## WHAT THE TASK ASKS
Rewrite all the items below with "Target phrase" renamed to "Label" and every other line kept unchanged. Leave the pictures out of your copy.

## Dataset rows
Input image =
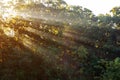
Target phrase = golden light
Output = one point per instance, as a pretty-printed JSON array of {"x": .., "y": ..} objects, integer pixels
[
  {"x": 8, "y": 10},
  {"x": 9, "y": 32}
]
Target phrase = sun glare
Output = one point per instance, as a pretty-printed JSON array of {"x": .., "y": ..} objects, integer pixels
[{"x": 8, "y": 10}]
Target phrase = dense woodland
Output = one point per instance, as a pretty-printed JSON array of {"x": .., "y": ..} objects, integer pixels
[{"x": 51, "y": 40}]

## TASK RESULT
Input image =
Label = golden light
Output = one point per instance, as a pretty-printed JSON array of {"x": .., "y": ..} objects, integer pixels
[
  {"x": 8, "y": 10},
  {"x": 9, "y": 32}
]
Label = sun glare
Output = one point per instance, as a pretty-printed JSON array of {"x": .., "y": ..} objects, integer pixels
[{"x": 8, "y": 10}]
Label = dense woodland
Output = one point per instance, as a pretty-printed JSON array of {"x": .., "y": ..} objects, integer pixels
[{"x": 51, "y": 40}]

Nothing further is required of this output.